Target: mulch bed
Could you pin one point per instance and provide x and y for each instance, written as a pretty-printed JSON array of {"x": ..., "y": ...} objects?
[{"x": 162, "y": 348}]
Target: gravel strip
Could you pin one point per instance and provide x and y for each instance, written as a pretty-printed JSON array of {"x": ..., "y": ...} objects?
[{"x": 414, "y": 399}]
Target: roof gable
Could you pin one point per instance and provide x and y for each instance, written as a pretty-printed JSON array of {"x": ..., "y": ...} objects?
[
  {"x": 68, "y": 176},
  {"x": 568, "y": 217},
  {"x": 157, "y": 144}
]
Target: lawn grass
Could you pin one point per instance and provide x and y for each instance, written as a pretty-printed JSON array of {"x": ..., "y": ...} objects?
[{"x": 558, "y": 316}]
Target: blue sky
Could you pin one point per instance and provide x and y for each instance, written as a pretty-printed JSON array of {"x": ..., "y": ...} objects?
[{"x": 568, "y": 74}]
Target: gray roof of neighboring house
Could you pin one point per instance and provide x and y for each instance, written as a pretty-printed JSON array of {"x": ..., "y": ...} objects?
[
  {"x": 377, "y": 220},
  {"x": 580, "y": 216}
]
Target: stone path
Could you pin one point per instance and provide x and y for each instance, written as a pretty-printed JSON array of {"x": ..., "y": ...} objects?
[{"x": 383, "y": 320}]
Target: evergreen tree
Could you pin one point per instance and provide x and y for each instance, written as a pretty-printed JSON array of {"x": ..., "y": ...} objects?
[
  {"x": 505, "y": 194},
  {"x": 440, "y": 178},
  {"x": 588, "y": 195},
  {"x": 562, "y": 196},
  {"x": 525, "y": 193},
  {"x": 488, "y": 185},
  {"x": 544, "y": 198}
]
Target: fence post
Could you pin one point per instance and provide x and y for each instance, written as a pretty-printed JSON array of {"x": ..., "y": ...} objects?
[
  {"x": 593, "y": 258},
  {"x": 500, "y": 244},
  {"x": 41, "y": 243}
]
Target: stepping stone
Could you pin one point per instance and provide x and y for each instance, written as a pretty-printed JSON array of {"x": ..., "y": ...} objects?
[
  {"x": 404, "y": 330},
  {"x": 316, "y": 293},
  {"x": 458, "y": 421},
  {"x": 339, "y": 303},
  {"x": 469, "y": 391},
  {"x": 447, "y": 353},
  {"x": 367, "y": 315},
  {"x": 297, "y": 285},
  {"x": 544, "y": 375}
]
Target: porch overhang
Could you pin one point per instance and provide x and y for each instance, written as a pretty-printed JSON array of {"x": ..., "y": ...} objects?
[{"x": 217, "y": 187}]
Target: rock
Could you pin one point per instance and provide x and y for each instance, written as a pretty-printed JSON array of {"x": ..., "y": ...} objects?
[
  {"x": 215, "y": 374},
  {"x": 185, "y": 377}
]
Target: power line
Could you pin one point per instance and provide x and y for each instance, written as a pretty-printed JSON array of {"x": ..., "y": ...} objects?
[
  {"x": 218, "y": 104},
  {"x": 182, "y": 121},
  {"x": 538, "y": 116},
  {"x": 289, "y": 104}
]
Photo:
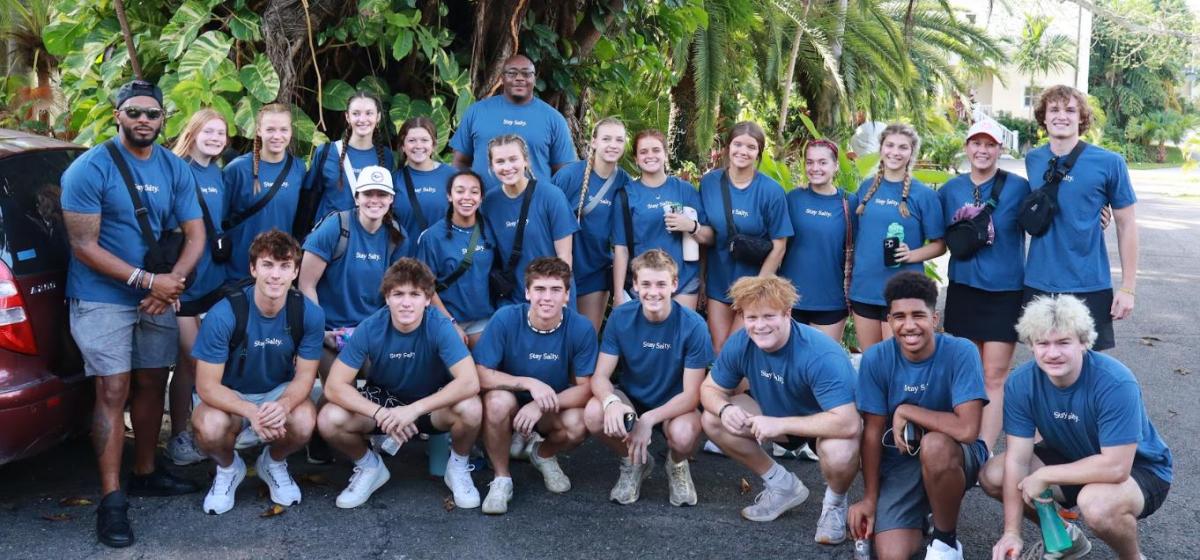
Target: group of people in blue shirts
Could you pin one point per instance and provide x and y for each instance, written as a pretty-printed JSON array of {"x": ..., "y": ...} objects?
[{"x": 474, "y": 299}]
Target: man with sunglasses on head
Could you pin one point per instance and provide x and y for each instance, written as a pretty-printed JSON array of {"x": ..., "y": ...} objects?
[
  {"x": 514, "y": 112},
  {"x": 123, "y": 317},
  {"x": 922, "y": 398}
]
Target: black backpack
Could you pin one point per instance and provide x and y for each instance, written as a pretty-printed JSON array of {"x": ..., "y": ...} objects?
[{"x": 293, "y": 311}]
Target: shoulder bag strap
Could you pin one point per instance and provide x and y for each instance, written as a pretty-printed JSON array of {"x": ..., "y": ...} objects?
[
  {"x": 465, "y": 264},
  {"x": 139, "y": 210},
  {"x": 412, "y": 199},
  {"x": 239, "y": 217},
  {"x": 520, "y": 239}
]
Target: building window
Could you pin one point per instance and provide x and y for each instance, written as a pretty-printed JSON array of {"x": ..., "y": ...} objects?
[{"x": 1031, "y": 95}]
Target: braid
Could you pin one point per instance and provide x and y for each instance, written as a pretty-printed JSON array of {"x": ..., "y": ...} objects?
[
  {"x": 587, "y": 180},
  {"x": 255, "y": 157},
  {"x": 870, "y": 192},
  {"x": 341, "y": 158}
]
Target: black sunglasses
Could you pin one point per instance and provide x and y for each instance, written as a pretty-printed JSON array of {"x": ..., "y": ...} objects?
[{"x": 137, "y": 112}]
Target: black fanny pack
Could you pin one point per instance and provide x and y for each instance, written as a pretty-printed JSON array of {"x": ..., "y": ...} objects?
[
  {"x": 1039, "y": 208},
  {"x": 749, "y": 250},
  {"x": 966, "y": 236}
]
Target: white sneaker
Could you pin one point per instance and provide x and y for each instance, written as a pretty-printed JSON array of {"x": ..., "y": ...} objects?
[
  {"x": 551, "y": 473},
  {"x": 283, "y": 488},
  {"x": 181, "y": 450},
  {"x": 363, "y": 483},
  {"x": 246, "y": 439},
  {"x": 940, "y": 551},
  {"x": 499, "y": 493},
  {"x": 459, "y": 480},
  {"x": 220, "y": 498}
]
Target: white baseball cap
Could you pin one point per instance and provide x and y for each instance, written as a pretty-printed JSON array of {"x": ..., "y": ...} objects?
[
  {"x": 988, "y": 127},
  {"x": 375, "y": 178}
]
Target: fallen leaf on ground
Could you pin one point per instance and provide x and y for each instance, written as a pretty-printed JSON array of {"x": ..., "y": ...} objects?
[{"x": 275, "y": 510}]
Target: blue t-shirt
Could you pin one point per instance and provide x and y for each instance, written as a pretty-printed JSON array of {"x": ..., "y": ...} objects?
[
  {"x": 268, "y": 344},
  {"x": 349, "y": 288},
  {"x": 1072, "y": 256},
  {"x": 408, "y": 365},
  {"x": 760, "y": 209},
  {"x": 209, "y": 275},
  {"x": 646, "y": 206},
  {"x": 93, "y": 185},
  {"x": 951, "y": 377},
  {"x": 1001, "y": 266},
  {"x": 1103, "y": 408},
  {"x": 335, "y": 199},
  {"x": 816, "y": 256},
  {"x": 653, "y": 355},
  {"x": 810, "y": 374},
  {"x": 279, "y": 214},
  {"x": 591, "y": 254},
  {"x": 509, "y": 344},
  {"x": 924, "y": 222},
  {"x": 540, "y": 125},
  {"x": 431, "y": 194},
  {"x": 550, "y": 218},
  {"x": 468, "y": 297}
]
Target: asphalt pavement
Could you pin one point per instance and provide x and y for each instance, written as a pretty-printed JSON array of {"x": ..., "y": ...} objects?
[{"x": 411, "y": 518}]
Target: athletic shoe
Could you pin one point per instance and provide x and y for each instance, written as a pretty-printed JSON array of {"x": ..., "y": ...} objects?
[
  {"x": 551, "y": 473},
  {"x": 940, "y": 551},
  {"x": 363, "y": 483},
  {"x": 181, "y": 450},
  {"x": 459, "y": 480},
  {"x": 832, "y": 524},
  {"x": 220, "y": 498},
  {"x": 629, "y": 483},
  {"x": 683, "y": 491},
  {"x": 283, "y": 488},
  {"x": 499, "y": 493},
  {"x": 773, "y": 503}
]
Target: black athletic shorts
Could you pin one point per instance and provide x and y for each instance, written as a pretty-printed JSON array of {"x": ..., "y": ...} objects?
[
  {"x": 1153, "y": 489},
  {"x": 382, "y": 397}
]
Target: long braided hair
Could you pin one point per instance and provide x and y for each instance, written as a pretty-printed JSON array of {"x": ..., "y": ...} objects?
[
  {"x": 377, "y": 139},
  {"x": 479, "y": 212},
  {"x": 257, "y": 151},
  {"x": 907, "y": 131},
  {"x": 591, "y": 161}
]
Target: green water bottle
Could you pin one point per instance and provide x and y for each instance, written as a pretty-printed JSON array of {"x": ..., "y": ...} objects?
[
  {"x": 1054, "y": 530},
  {"x": 891, "y": 244}
]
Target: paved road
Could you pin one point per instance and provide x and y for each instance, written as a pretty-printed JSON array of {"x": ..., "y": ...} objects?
[{"x": 407, "y": 518}]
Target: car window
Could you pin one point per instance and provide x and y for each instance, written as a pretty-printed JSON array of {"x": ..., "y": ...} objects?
[{"x": 33, "y": 239}]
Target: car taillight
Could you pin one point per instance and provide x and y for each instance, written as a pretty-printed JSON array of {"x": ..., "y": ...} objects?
[{"x": 16, "y": 331}]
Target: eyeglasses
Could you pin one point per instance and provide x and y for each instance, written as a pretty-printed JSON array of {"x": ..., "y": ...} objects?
[{"x": 137, "y": 112}]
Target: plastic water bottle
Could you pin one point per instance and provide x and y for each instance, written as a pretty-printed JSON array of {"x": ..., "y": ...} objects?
[{"x": 1054, "y": 531}]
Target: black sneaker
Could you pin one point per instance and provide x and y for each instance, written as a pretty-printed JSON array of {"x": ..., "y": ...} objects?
[
  {"x": 113, "y": 527},
  {"x": 160, "y": 483}
]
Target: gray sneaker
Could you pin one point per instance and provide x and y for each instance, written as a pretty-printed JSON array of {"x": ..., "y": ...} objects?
[
  {"x": 832, "y": 524},
  {"x": 771, "y": 503},
  {"x": 629, "y": 483},
  {"x": 683, "y": 491}
]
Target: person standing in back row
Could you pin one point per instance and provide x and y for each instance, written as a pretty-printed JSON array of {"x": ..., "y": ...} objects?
[
  {"x": 515, "y": 112},
  {"x": 1072, "y": 257}
]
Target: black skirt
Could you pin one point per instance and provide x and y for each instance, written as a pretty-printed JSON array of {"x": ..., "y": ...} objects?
[{"x": 981, "y": 314}]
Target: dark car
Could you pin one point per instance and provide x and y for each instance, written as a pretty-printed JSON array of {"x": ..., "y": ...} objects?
[{"x": 45, "y": 396}]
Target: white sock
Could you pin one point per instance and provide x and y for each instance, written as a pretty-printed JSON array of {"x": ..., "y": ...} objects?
[{"x": 833, "y": 498}]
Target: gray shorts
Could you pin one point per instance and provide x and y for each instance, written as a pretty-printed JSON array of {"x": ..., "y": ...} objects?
[
  {"x": 115, "y": 338},
  {"x": 903, "y": 501}
]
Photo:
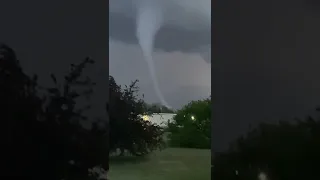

※

Aim of the task: Above this instruction are the records; retype exactly the lines from the one containing "Target: blue t-shirt" up to and including the one containing "Target: long braided hair".

Solution to the problem:
Target: blue t-shirt
Could you pin one point per instance and provide x and y for each instance, written as a pretty-printed JSON array of {"x": ..., "y": ...} objects?
[
  {"x": 268, "y": 344},
  {"x": 349, "y": 288},
  {"x": 1072, "y": 256},
  {"x": 408, "y": 365},
  {"x": 760, "y": 209},
  {"x": 209, "y": 275},
  {"x": 646, "y": 206},
  {"x": 93, "y": 185},
  {"x": 951, "y": 377},
  {"x": 1001, "y": 266},
  {"x": 1103, "y": 408},
  {"x": 335, "y": 199},
  {"x": 816, "y": 256},
  {"x": 653, "y": 355},
  {"x": 810, "y": 374},
  {"x": 279, "y": 214},
  {"x": 591, "y": 254},
  {"x": 509, "y": 344},
  {"x": 924, "y": 222},
  {"x": 540, "y": 125},
  {"x": 431, "y": 194},
  {"x": 550, "y": 218},
  {"x": 468, "y": 297}
]
Target: asphalt pavement
Could you pin one point per instance and provide x and y for each instance, written as a pretty-printed JSON array of {"x": ..., "y": ...} objects?
[{"x": 411, "y": 518}]
Target: athletic shoe
Could you pin one point per instance and provide x and y for each instance, written as a pretty-printed JSON array of {"x": ..., "y": ...} objects?
[
  {"x": 551, "y": 473},
  {"x": 940, "y": 551},
  {"x": 363, "y": 483},
  {"x": 181, "y": 450},
  {"x": 459, "y": 480},
  {"x": 832, "y": 524},
  {"x": 220, "y": 498},
  {"x": 629, "y": 483},
  {"x": 683, "y": 491},
  {"x": 283, "y": 488},
  {"x": 499, "y": 493},
  {"x": 773, "y": 503}
]
Target: black athletic shorts
Could you pin one point per instance and provide x and y for each instance, written as a pretty-printed JSON array of {"x": ..., "y": ...} objects?
[
  {"x": 1153, "y": 489},
  {"x": 382, "y": 397}
]
Target: long braided hair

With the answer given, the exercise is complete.